■ **Supplied records**:
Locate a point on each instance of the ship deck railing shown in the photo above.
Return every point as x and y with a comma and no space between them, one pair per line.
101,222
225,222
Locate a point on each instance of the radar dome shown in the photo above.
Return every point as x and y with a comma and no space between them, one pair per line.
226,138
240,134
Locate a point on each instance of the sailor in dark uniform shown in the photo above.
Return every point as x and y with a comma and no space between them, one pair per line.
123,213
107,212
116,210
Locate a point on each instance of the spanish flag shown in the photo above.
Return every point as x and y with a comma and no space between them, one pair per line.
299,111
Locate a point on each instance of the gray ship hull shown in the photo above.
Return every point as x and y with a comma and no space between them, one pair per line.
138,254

==

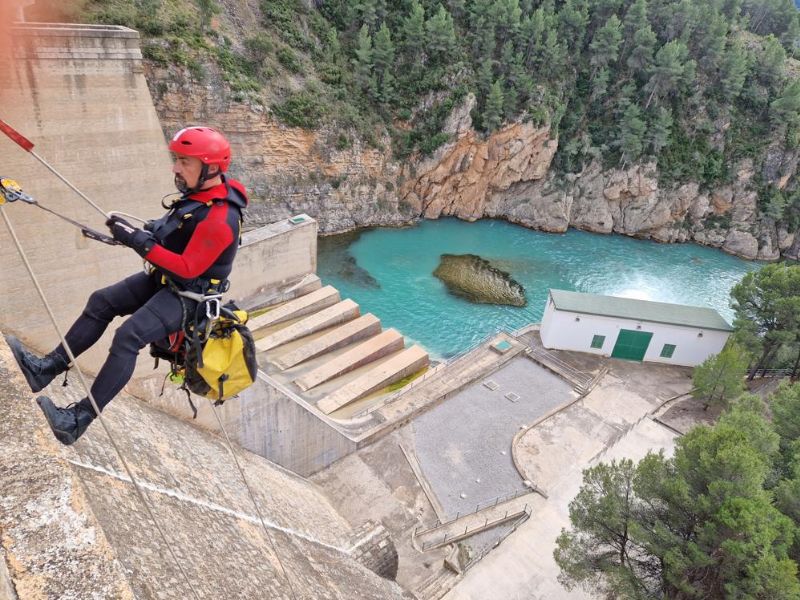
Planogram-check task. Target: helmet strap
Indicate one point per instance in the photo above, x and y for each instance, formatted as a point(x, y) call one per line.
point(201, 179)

■ **Task**:
Can you arrange the lines above, from the one containing "Planogram-check task. Target: helmet strap" through the one containing "point(201, 179)", as a JSON list of strings with one string per line and blank lines omitted?

■ **Exercise solution**:
[
  "Planogram-check task. Target: helmet strap",
  "Indicate one point per instance in the photo above, x and y for each instance, formatted as a point(x, y) call one per line.",
  "point(201, 179)"
]